**Problem description:** Tally up the lines in the material where the word "glass" appears, then give the total and nothing else.

**Given records:**
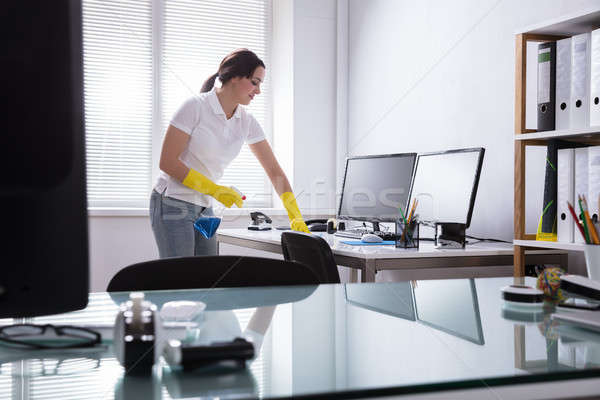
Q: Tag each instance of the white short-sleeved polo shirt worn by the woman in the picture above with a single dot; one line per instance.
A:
(214, 142)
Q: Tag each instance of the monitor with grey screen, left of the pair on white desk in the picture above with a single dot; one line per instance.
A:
(376, 186)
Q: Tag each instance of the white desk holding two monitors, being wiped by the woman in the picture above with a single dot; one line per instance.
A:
(475, 260)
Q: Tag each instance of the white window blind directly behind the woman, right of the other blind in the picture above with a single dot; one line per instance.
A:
(196, 36)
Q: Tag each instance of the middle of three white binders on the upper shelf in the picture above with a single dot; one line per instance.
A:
(580, 81)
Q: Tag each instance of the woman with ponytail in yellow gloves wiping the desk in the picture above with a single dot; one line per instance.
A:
(203, 137)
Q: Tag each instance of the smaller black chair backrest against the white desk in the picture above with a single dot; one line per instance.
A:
(313, 251)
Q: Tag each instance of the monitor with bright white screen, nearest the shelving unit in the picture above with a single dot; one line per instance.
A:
(445, 185)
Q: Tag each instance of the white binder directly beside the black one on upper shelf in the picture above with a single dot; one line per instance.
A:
(563, 83)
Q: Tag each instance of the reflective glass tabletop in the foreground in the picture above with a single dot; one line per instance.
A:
(367, 339)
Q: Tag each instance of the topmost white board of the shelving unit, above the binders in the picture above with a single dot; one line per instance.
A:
(568, 25)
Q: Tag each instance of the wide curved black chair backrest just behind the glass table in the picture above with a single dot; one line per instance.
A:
(210, 271)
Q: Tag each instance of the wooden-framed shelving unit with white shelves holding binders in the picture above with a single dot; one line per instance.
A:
(551, 31)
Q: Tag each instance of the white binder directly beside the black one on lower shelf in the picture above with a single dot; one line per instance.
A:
(564, 193)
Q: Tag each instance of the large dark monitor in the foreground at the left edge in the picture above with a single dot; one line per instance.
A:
(43, 193)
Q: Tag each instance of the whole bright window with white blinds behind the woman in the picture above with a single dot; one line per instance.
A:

**Response to the exercise:** 2